- **TRY IT**:
From the first line to the last, reproduce the material exactly.

[[ TASK DATA, beginning ]]

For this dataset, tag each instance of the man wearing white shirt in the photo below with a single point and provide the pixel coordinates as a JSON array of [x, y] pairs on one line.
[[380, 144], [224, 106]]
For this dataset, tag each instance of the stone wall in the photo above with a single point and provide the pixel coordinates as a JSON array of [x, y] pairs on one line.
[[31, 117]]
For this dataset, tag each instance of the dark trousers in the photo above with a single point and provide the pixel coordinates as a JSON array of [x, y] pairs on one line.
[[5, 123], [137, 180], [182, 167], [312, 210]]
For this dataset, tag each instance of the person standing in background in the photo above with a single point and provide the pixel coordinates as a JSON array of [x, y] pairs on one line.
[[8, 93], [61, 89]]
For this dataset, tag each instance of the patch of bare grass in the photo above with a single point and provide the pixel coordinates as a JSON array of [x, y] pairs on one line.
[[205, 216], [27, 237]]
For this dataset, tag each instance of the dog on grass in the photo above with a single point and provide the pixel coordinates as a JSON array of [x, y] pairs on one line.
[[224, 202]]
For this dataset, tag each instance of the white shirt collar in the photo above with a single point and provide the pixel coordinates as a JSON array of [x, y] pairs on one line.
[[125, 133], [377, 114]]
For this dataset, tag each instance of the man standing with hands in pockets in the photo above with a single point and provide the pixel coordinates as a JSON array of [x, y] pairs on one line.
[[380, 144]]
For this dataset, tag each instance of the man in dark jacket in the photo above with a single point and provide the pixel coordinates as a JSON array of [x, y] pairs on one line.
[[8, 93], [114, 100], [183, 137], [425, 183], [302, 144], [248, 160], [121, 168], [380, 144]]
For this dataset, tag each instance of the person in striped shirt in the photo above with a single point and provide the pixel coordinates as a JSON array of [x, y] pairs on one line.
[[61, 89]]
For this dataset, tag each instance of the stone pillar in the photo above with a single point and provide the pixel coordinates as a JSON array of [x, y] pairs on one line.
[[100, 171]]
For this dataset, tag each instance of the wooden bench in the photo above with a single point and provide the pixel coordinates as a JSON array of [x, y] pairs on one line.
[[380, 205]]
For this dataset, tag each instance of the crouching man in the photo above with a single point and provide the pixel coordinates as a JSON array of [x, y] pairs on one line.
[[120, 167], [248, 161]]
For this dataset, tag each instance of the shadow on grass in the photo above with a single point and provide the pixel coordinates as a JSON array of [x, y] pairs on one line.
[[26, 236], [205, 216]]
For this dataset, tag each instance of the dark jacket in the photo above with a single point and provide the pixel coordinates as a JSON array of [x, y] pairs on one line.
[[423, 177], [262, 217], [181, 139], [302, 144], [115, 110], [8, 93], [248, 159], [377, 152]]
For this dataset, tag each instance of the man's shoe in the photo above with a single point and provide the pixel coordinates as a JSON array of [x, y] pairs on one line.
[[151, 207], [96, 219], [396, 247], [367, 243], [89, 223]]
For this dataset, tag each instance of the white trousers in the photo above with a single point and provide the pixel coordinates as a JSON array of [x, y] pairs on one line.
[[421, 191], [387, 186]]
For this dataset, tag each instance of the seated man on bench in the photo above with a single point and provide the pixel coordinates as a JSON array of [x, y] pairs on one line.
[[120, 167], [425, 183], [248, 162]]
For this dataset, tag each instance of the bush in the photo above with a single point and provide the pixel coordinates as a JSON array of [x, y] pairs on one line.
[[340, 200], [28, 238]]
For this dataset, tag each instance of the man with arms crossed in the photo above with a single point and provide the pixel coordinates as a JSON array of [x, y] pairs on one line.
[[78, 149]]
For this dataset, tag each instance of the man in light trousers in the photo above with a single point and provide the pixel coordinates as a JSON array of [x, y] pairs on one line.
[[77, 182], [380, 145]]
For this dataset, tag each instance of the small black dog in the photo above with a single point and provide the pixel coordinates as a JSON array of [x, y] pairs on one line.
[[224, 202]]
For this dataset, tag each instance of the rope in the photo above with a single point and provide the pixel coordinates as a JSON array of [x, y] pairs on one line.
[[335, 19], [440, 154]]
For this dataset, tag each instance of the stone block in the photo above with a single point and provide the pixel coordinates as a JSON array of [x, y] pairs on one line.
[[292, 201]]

[[ TASK DATA, end ]]

- **WRITTEN REPLY**:
For this dataset, tag each instance of the man wearing white shirt in the photo below with a single point and provide the pixel coordinates as a JSON array of [x, y] pairs on one line.
[[380, 144], [224, 106]]
For this dataset, tag each instance of the stone wall in the photo above with a single point and provide the pixel coordinates as a JSON array of [x, y] pairs on one line.
[[31, 117]]
For this dataset, tag each instance of the dark trousers in the photo above with a single point and provide the pixel coordinates as a JSON array of [x, y] pairs on one line.
[[5, 123], [137, 180], [182, 167], [312, 210]]
For this dataset, tag each instance of the person standing in background in the photo above with a single point and provide the pixel coordinates as a JSON array of [x, y] pairs on one line.
[[8, 93], [61, 89]]
For this dataset, tag each instance of the patch of bare grass in the photo above with a single point and provide the pixel coordinates as a JSON array of [x, y] pairs on one line.
[[205, 216], [27, 237]]
For this dataset, tag each instance of the dog on grass in the photo above with a single point and provide the pixel coordinates as a JSON array of [x, y] pairs on one line.
[[224, 202]]
For this dataset, tag each instance of the white shirt collar in the photo above with a single point and provide the pixel coordinates as a JSON array of [x, y] pairs on one line.
[[125, 133], [377, 114]]
For this dataset, tag each instance of the man standing with hands in pockets in the photo above with a single point and provide the pixel coordinates as a JSON array of [x, y] pairs on one line.
[[380, 144]]
For this dataset, tag each instance of the man in dark jacket in the photo above with a single point and provide the pixel coordinates as a JSON array of [x, y] pairs on one line.
[[8, 93], [114, 100], [183, 137], [425, 183], [302, 144], [248, 160], [121, 168], [380, 144]]
For this dataset, tag each instance of the person in striped shirt in the photo above with a single point and provide the pixel coordinates as a JSON array of [x, y] pairs on one line.
[[61, 89]]
For this dataset, tag each instance of the stone pillar in the photo above with a single point and provide the pixel coordinates as a JSON array of [x, y] pairs on one line.
[[100, 171]]
For this dataset, tag each instance of the wooden bench in the photo above with a single point and provide the pixel coordinates as a JSON array of [x, y] pairs on one line.
[[380, 205]]
For this dataset, tag each instance of the crouching man in the photo above with a single point and provide the pixel coordinates as a JSON array of [x, y] pairs on one line.
[[120, 167], [248, 161]]
For this dataset, tag each instance of the shadow on grass in the photo above with a single point and provide the pixel coordinates as a JSON array of [x, y] pairs on one line.
[[26, 236], [205, 216]]
For this dataset, tag each instance of the dark jacket in the photo above with a single point and provide the pixel coordinates as a JSON array of [x, y] pairs on one line.
[[423, 177], [262, 217], [181, 139], [302, 144], [115, 110], [8, 93], [248, 159], [377, 152]]
For this dataset, tag each instance of the man's shoe in the photo above with a single point and provide the pixel coordinates as a JSON array of [x, y] pairs on one line.
[[151, 207], [96, 219], [396, 247], [367, 243], [89, 223]]
For this dataset, tag each instance of the white trousers in the photo above with a single point and provide the pixel coordinates as a JSON array of [x, y] pairs on one line.
[[421, 191], [387, 186]]
For this dataset, tag each instance of the seated man on bench in the photo above with a single point and provide the pixel coordinates as a JSON array of [x, y] pairs on one line.
[[120, 167], [425, 183], [248, 162]]
For this dataset, tag each instance of the bush in the photo above with a single point and provide the pixel coordinates as a JSON array of [x, y] pairs on one line.
[[340, 200], [28, 238]]
For this dataset, tag each instance of the man with arms crossed in the photo above with a single point and provide the pixel coordinates as a JSON array of [x, y] pairs on one line.
[[78, 149]]
For this dataset, tag each instance of the man in light trousers in the photo above with a single point and provide the pixel coordinates as a JSON array of [x, y] pairs on one line.
[[77, 182], [380, 145]]
For this dataset, tag each instance of the small black dog in the photo above with a single point and provide the pixel coordinates as a JSON array of [x, y] pairs on one line.
[[224, 202]]
For this dataset, tag each instance of the rope in the photo above with a single point and provide the pixel coordinates as a JSON array of [x, y] pairs on one line.
[[335, 19], [440, 154]]
For this dataset, tag each instance of the stone block in the photo above with a single point and provide the pixel coordinates as a JSON array of [x, y] pairs on one line.
[[292, 201]]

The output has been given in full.